━━ RECORDS FOR THE EXERCISE

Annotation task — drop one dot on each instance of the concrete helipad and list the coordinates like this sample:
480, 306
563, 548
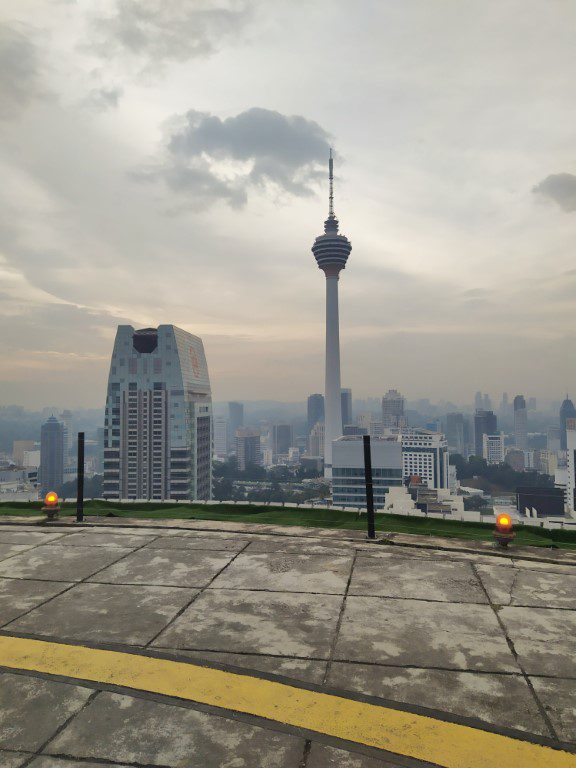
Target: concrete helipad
209, 645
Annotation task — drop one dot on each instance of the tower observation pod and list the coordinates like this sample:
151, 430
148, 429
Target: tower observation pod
331, 251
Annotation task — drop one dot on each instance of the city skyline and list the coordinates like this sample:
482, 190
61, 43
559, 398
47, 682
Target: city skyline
139, 204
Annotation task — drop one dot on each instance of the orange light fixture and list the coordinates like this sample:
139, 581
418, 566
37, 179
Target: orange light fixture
504, 523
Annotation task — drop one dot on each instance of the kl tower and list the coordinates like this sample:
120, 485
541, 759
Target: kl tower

━━━━

> [EXERCISE GOAL] Turn all the lines above into a Markdown table with the columns "Row" and "Line text", giving each line its own numbered row and skipping blank lines. Leave the pictures out of the table.

> [ANSWER FOR THIS EXERCISE]
| Row | Line text |
|---|---|
| 1 | Annotation task — drop one dot on each instance of the concrete helipad and list the coordinates like this sample: |
| 2 | 480, 306 |
| 3 | 563, 548 |
| 4 | Target: concrete helipad |
| 5 | 209, 645 |
| 6 | Annotation task — drop one dot on each instance of the tower observation pod and list the coordinates like this sample: |
| 7 | 151, 430 |
| 8 | 148, 429 |
| 9 | Target: tower observation pod |
| 10 | 331, 251 |
| 11 | Annotation task — drop one dot on each instance of the city skyline and list the coordinates like this sample: |
| 12 | 482, 190 |
| 13 | 61, 43 |
| 14 | 559, 398 |
| 15 | 47, 682 |
| 16 | Target: city skyline |
| 17 | 139, 204 |
| 18 | Annotation task — drop one dot on each instance of the orange light fixture and list the coordinates like this sample: |
| 19 | 139, 581 |
| 20 | 418, 566 |
| 21 | 37, 179 |
| 22 | Target: orange light fixture |
| 23 | 504, 523 |
| 24 | Annotation task — drop one dot on each instance of the kl tower and list the coordinates like this sample: |
| 25 | 120, 485 |
| 26 | 541, 759 |
| 27 | Target: kl tower |